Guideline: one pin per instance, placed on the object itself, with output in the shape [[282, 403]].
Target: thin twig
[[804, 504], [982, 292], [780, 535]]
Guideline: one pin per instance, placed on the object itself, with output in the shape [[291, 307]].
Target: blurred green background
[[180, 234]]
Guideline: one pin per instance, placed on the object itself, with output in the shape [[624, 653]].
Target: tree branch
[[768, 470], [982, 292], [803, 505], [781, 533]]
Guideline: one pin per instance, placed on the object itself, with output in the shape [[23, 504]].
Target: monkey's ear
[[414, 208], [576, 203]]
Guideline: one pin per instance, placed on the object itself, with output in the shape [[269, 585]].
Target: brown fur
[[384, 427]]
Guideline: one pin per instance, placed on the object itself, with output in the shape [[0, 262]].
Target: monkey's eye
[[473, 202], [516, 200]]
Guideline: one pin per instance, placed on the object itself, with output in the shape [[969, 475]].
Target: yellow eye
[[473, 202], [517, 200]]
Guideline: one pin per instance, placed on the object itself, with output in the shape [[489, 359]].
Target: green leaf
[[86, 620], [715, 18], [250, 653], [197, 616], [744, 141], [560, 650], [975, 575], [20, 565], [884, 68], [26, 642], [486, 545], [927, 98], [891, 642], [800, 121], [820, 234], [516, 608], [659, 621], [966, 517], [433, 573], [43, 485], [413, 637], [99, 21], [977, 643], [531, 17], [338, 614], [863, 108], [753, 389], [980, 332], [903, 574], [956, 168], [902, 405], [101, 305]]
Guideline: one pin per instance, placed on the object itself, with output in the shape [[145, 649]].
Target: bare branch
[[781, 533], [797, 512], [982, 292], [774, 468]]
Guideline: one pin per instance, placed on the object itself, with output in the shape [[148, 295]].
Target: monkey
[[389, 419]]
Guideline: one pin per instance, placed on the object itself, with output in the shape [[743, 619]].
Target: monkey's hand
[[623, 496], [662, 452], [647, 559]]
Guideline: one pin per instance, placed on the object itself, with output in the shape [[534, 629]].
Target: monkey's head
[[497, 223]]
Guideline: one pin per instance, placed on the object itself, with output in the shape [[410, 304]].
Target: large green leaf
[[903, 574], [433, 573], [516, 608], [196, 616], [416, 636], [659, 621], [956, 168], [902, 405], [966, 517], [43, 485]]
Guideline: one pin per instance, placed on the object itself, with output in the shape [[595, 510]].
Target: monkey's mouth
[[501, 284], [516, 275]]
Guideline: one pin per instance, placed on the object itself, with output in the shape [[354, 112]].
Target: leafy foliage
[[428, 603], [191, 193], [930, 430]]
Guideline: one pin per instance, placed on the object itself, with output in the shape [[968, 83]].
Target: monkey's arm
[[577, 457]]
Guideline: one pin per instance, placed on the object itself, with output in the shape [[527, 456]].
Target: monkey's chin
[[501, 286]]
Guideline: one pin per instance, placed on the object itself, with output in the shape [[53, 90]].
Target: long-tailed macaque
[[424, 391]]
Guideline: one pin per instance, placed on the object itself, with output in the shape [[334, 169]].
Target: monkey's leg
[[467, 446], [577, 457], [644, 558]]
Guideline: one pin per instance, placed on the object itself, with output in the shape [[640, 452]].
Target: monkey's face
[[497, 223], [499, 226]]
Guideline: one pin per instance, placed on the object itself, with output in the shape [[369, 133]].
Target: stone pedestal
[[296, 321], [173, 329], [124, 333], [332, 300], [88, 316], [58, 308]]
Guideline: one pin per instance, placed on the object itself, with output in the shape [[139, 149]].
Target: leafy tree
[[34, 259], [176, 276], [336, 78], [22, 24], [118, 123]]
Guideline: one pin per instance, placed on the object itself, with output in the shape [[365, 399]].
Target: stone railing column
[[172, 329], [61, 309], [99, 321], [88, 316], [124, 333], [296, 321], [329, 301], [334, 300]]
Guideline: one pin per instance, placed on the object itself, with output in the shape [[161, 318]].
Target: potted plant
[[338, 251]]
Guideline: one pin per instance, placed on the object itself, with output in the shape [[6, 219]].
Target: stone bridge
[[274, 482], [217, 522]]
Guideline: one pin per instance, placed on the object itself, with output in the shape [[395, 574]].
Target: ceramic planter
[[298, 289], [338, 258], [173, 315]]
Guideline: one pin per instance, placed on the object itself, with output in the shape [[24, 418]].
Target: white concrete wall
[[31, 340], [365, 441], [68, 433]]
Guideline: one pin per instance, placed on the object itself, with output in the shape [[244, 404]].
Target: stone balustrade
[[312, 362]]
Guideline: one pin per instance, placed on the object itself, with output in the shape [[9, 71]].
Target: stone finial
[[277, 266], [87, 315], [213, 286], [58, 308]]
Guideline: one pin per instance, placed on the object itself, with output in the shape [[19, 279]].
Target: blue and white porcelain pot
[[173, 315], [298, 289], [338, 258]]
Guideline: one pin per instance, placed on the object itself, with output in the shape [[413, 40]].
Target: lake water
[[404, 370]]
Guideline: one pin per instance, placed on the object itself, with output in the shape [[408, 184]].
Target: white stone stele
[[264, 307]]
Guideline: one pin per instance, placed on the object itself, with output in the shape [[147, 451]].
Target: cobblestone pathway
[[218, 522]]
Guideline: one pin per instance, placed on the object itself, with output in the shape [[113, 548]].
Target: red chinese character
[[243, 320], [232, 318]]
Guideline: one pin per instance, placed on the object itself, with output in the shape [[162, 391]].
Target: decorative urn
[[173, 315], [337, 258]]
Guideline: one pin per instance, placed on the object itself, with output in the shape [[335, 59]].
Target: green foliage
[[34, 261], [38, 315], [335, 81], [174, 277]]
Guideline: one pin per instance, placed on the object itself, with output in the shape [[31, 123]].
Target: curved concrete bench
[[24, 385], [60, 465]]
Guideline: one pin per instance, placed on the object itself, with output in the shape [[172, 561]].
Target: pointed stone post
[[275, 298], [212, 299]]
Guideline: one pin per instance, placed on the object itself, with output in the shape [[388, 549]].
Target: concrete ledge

----

*TASK PROMPT*. Output all of the items above again, word for word and in the same order, changing nothing.

*EXPECTED ANSWER*.
Guideline: one pin per instance, placed on the object itself, with output in the shape [[282, 403]].
Target: thin twig
[[804, 504], [982, 292], [780, 535]]
Guideline: one pin per instance, placed on the object itself, with output in the shape [[291, 307]].
Target: blurred green background
[[180, 234]]
Guideline: one pin per instance, placed on the object itself, with output in the shape [[624, 653]].
Target: tree branch
[[768, 470], [982, 292], [803, 505], [781, 533]]
Guideline: one pin per instance, placed on the object itself, with output in the shape [[23, 504]].
Target: monkey's ear
[[414, 208], [576, 203]]
Guideline: one pin per instance, placed on the object itself, with output in the shape [[269, 585]].
Target: brown fur
[[384, 427]]
Guideline: one pin per instance, placed on the object itself, with output in the shape [[0, 262]].
Target: monkey's eye
[[473, 202], [516, 200]]
Guideline: one pin per instance, placed on the object itself, with output in the shape [[969, 475]].
Target: yellow eye
[[473, 202], [517, 200]]
Guideline: one pin per instance, placed on the object itself, with output in the shape [[489, 359]].
Target: green leaf
[[86, 620], [715, 18], [250, 653], [197, 616], [744, 141], [560, 650], [975, 575], [20, 565], [884, 68], [26, 642], [486, 545], [927, 98], [891, 642], [800, 121], [820, 234], [516, 608], [659, 621], [966, 517], [433, 573], [43, 485], [413, 637], [99, 21], [977, 643], [531, 17], [338, 614], [863, 108], [753, 389], [980, 332], [903, 574], [956, 168], [902, 405], [101, 305]]
Guideline: one pin per instance, placed on the object itself, with output in the shape [[145, 649]].
Target: bare branch
[[781, 533], [797, 512], [982, 292], [774, 468]]
Guideline: one pin per instance, placed on the object itself, with output in the shape [[148, 295]].
Target: monkey
[[389, 419]]
Guideline: one pin per instance, placed on the object itself, with output in the shape [[743, 619]].
Target: monkey's hand
[[623, 496], [662, 452], [647, 559]]
Guideline: one pin per instance, placed on the object itself, with output in the shape [[534, 629]].
Target: monkey's head
[[497, 223]]
Guideline: one pin per instance, placed on the object itself, with output in the shape [[410, 304]].
Target: large green leaf
[[903, 574], [433, 573], [516, 608], [196, 616], [416, 636], [659, 621], [956, 168], [902, 405], [966, 517], [43, 485]]
Guideline: one pin per instance, placed on the object itself, with output in the shape [[595, 510]].
Target: monkey's mouth
[[501, 284], [516, 275]]
Guideline: one pin per instance, placed on the object itself, with output in the shape [[354, 112]].
Target: leafy foliage
[[428, 603], [191, 193], [930, 430]]
Guideline: one pin per instance, placed on the object itself, with output in the shape [[968, 83]].
Target: monkey's arm
[[577, 457]]
Guideline: one pin per instance, placed on the object itself, with output in the shape [[527, 456]].
Target: monkey's chin
[[501, 286]]
Guideline: one pin per instance, placed on the object itself, with output in the shape [[53, 90]].
Target: long-tailed macaque
[[424, 391]]
Guideline: one pin per instance, placed on the object itself, with output in the shape [[334, 169]].
Target: monkey's leg
[[467, 446], [577, 457], [644, 558]]
Guideline: one pin per instance, placed on the object itself, with output in the shape [[640, 452]].
Target: monkey's face
[[497, 223], [499, 226]]
Guideline: one pin per instance, placed on the object itself, with output in the shape [[369, 133]].
Target: stone pedestal
[[296, 321], [173, 329], [124, 333], [332, 300], [88, 316], [58, 308]]
Guideline: one pin per instance, placed on the object itself, with output in the shape [[139, 149]].
Target: leafy tree
[[34, 259], [176, 276], [336, 78], [22, 24], [118, 123]]
Guideline: one pin per instance, placed on the object itself, with output in the shape [[365, 399]].
Target: stone railing column
[[172, 329], [61, 309], [99, 321], [88, 316], [124, 333], [296, 321], [329, 301], [334, 300]]
Guideline: one pin per instance, placed on the object itself, with output in the shape [[161, 318]].
Target: potted plant
[[338, 251]]
Guideline: one pin per instance, placed on the object itself, with output in the shape [[6, 219]].
Target: stone bridge
[[274, 482], [217, 522]]
Guideline: one pin per instance, placed on the object itself, with output in the shape [[395, 574]].
Target: ceramic planter
[[298, 289], [338, 258], [173, 315]]
Guideline: one pin per instance, placed on the object itself, with output in the shape [[24, 418]].
Target: white concrete wall
[[31, 340], [365, 441], [68, 433]]
Guideline: one pin per instance, placed on the object itself, with output in the shape [[244, 404]].
Target: stone balustrade
[[312, 362]]
Guideline: one pin per instance, placed on the object itself, with output in the shape [[9, 71]].
Target: stone finial
[[277, 266], [87, 315], [213, 286], [58, 308]]
Guideline: one pin per instance, placed on the object itself, with output in the shape [[19, 279]].
Target: blue and white porcelain pot
[[173, 315], [298, 289], [338, 258]]
Guideline: one pin per instance, placed on the object itself, with output in the shape [[413, 40]].
Target: lake water
[[404, 370]]
Guideline: one pin per instance, placed on the object itself, with output in the shape [[408, 184]].
Target: white stone stele
[[264, 307]]
Guideline: one pin per instance, placed on the object itself, with output in the shape [[147, 451]].
Target: cobblestone pathway
[[218, 522]]
Guideline: one pin per instance, placed on the object itself, with output in the shape [[113, 548]].
Target: red chinese character
[[243, 320], [232, 318]]
Guideline: one pin per instance, placed on the object itself, with output in the shape [[162, 391]].
Target: decorative urn
[[173, 315], [337, 258]]
Guideline: one pin per instance, placed on the object itself, with output in the shape [[335, 59]].
Target: green foliage
[[34, 261], [38, 315], [335, 81], [174, 277]]
Guideline: one pin per instance, placed on the object itself, with output in the shape [[31, 123]].
Target: curved concrete bench
[[24, 385], [60, 465]]
Guideline: one pin per instance, placed on the object itself, with output in the shape [[172, 561]].
Target: pointed stone post
[[275, 298], [212, 299]]
Guideline: one pin per instance, placed on the object itself, with output in the shape [[388, 549]].
Target: concrete ledge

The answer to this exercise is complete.